> **Set task**:
Output exactly, please, the lines of the records below from the one containing "[point_task]" through the final line.

══ Given data

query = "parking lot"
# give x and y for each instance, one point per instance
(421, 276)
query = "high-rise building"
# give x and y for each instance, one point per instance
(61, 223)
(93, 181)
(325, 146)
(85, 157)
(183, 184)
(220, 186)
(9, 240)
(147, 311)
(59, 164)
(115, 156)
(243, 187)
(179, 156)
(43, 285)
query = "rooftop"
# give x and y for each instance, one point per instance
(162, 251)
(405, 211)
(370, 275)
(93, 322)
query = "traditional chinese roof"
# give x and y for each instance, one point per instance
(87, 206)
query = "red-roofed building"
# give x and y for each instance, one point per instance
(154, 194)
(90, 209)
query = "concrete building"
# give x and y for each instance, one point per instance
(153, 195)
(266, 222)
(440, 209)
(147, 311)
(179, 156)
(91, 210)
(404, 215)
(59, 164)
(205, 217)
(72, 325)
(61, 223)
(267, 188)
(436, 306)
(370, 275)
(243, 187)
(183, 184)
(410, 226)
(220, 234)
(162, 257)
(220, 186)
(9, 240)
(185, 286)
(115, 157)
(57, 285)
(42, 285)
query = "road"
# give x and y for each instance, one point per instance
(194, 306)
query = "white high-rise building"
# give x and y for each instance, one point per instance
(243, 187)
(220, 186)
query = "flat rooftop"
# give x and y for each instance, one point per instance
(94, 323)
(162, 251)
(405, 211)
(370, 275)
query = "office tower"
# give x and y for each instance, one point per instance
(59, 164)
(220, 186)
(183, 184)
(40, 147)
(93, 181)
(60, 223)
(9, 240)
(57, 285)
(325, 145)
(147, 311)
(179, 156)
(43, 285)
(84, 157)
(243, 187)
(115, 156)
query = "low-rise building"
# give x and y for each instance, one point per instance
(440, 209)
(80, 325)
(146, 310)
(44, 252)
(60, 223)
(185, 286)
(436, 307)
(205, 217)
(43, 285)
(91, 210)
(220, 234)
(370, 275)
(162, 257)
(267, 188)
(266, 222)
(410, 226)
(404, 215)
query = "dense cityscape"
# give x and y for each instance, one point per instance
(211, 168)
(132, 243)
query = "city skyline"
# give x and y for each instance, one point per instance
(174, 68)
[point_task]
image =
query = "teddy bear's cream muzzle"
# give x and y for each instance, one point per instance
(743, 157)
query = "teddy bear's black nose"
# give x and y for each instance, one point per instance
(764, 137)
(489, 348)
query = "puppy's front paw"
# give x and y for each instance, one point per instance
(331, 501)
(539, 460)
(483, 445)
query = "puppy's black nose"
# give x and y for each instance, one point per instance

════

> **Complete output**:
[point_task]
image =
query = "teddy bear's cream muzzle"
# give x and y for each instance, one point per instance
(743, 157)
query = "teddy bear's black nose"
# give x and y for each instance, one point per instance
(764, 137)
(489, 348)
query = "puppy's front paw"
# give x and y for each instance, one point per instance
(331, 501)
(539, 460)
(483, 445)
query = "puppy's black nose"
# give x and y for each instance, one point per instance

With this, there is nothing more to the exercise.